# Supplied entries

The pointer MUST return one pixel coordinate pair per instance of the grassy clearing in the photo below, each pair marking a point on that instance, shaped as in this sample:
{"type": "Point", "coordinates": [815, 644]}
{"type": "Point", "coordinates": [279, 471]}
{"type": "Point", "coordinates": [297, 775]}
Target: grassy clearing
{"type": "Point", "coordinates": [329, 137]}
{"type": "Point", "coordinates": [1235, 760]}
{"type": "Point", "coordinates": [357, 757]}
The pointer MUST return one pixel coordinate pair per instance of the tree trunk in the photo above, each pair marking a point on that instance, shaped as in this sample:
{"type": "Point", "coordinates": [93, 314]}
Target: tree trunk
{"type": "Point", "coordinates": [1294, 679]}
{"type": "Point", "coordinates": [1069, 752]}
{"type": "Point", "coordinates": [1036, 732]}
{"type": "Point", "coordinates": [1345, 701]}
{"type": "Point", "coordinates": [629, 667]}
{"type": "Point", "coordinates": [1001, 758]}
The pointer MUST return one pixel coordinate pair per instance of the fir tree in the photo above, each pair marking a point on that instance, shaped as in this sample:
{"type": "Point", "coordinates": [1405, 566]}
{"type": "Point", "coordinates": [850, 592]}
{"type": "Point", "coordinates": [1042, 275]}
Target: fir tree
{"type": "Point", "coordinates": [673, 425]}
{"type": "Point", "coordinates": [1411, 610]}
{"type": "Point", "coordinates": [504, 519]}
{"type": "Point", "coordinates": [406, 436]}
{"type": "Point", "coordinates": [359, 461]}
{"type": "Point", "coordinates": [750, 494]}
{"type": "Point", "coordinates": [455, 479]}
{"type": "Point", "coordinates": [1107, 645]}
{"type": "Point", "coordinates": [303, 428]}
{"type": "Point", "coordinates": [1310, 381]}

# What to work on
From the first line to the last, retype the data exactly.

# Task solution
The pointer MUST return one pixel coordinate pair per instance of the grassy clearing in the photo below, each pair marking a point on that instance, shaped as in this sample:
{"type": "Point", "coordinates": [815, 644]}
{"type": "Point", "coordinates": [279, 471]}
{"type": "Point", "coordinates": [297, 775]}
Target: grassy clearing
{"type": "Point", "coordinates": [329, 137]}
{"type": "Point", "coordinates": [1235, 760]}
{"type": "Point", "coordinates": [357, 757]}
The pointer MUST return one pixel coordinate pair per instance of the tree trunk in the photo above, each pair marking a point on that instance, shaped as in this sample:
{"type": "Point", "coordinates": [93, 314]}
Target: tree trunk
{"type": "Point", "coordinates": [1294, 679]}
{"type": "Point", "coordinates": [1069, 752]}
{"type": "Point", "coordinates": [1036, 732]}
{"type": "Point", "coordinates": [1345, 701]}
{"type": "Point", "coordinates": [629, 667]}
{"type": "Point", "coordinates": [1001, 758]}
The pointer MUST return one pixel coordinate pair per instance of the fir tree in the photo above, each pair marking a point on that instance, shaped as in this sample:
{"type": "Point", "coordinates": [1405, 566]}
{"type": "Point", "coordinates": [850, 592]}
{"type": "Point", "coordinates": [1042, 275]}
Target: fir tree
{"type": "Point", "coordinates": [673, 425]}
{"type": "Point", "coordinates": [1411, 610]}
{"type": "Point", "coordinates": [504, 519]}
{"type": "Point", "coordinates": [406, 436]}
{"type": "Point", "coordinates": [359, 461]}
{"type": "Point", "coordinates": [750, 494]}
{"type": "Point", "coordinates": [455, 479]}
{"type": "Point", "coordinates": [1107, 645]}
{"type": "Point", "coordinates": [303, 428]}
{"type": "Point", "coordinates": [1310, 381]}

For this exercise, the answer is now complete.